Problem to work on: In the entries that follow, find the word "slope" and report each line it is on.

Material shown:
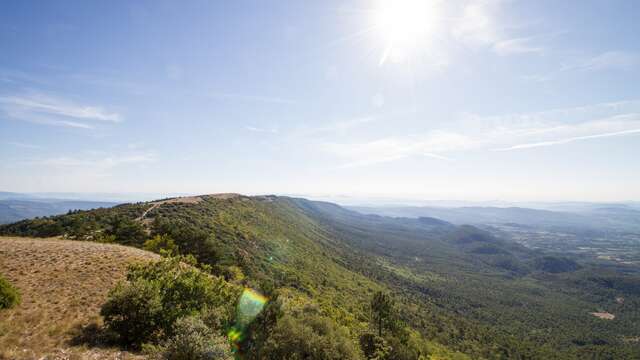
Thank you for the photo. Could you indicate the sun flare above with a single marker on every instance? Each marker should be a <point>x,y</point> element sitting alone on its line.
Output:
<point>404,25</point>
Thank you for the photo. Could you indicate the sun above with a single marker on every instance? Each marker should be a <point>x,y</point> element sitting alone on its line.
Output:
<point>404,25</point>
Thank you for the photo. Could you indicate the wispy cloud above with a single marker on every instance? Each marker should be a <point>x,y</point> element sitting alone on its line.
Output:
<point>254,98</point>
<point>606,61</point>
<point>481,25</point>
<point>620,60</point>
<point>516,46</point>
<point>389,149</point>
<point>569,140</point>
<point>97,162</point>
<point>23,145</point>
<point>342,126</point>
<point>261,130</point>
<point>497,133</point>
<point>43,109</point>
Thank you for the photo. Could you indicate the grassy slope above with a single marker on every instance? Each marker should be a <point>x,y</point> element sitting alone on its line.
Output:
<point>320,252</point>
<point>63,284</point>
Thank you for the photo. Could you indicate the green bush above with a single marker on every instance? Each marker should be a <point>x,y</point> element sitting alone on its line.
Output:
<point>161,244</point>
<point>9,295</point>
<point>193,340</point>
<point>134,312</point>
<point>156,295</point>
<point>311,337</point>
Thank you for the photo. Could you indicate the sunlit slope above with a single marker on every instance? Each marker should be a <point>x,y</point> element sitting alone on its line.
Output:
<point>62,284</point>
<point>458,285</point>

...

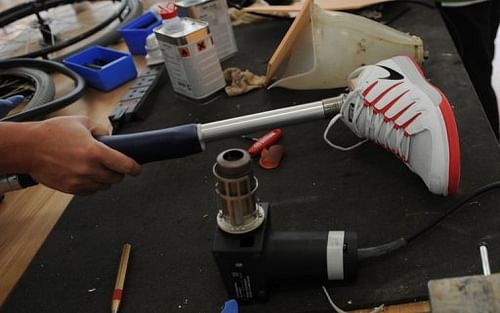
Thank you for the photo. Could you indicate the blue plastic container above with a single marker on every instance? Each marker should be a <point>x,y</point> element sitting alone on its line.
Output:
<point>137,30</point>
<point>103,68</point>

==

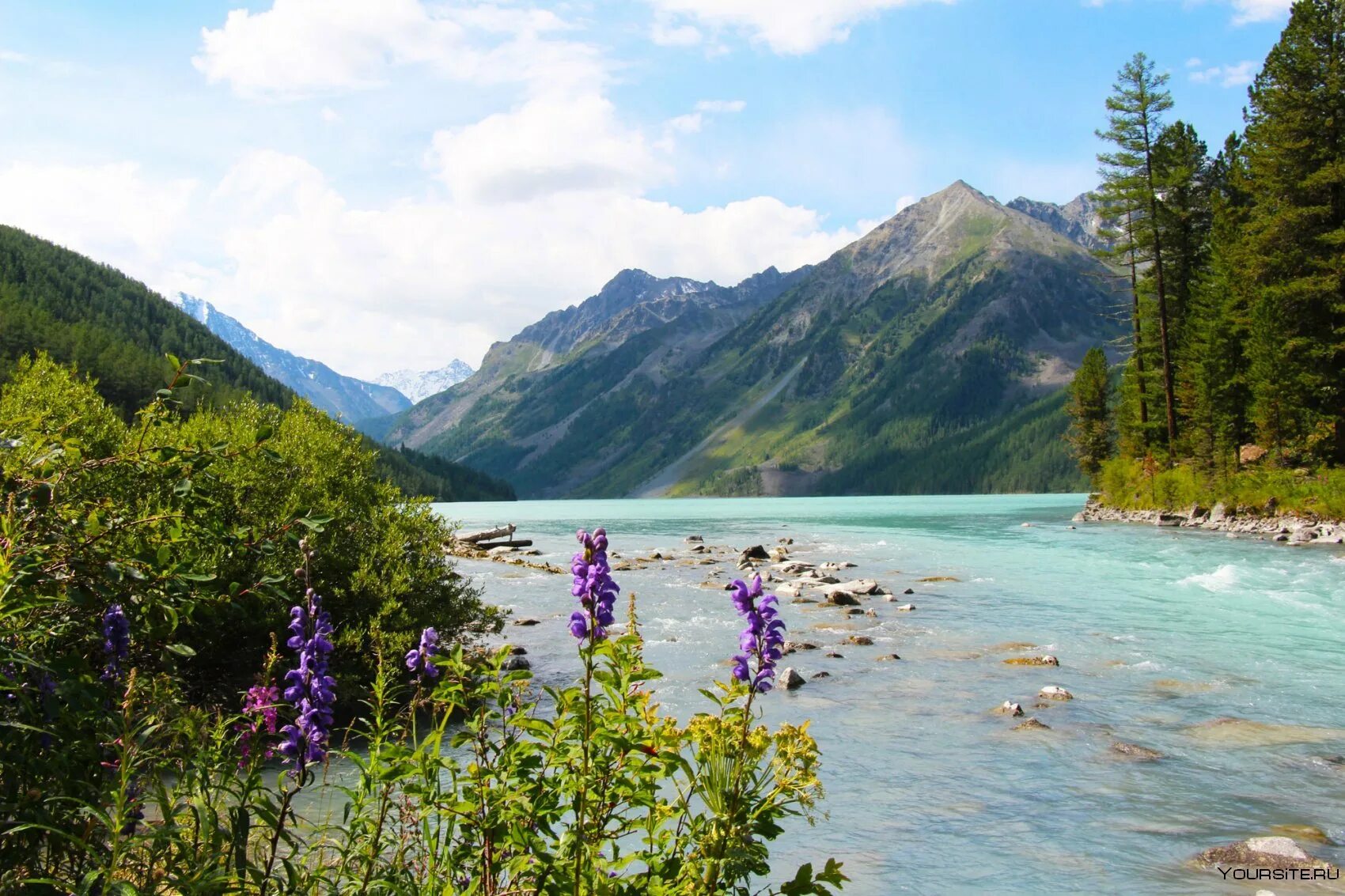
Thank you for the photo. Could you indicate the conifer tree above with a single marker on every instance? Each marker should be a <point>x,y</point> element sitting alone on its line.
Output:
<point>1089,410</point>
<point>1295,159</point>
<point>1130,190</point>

Exercise output:
Thank you for the photo. Could you indicate the grassy slope above with a single marker on every instance? Each marker should be a <point>x,y</point> element sitting alone on its line.
Thank you for the photo. Could you indicate the sunlit slope above with a single marker on every instance? Each marker should be a <point>x,y</point> element sitting alone on its line.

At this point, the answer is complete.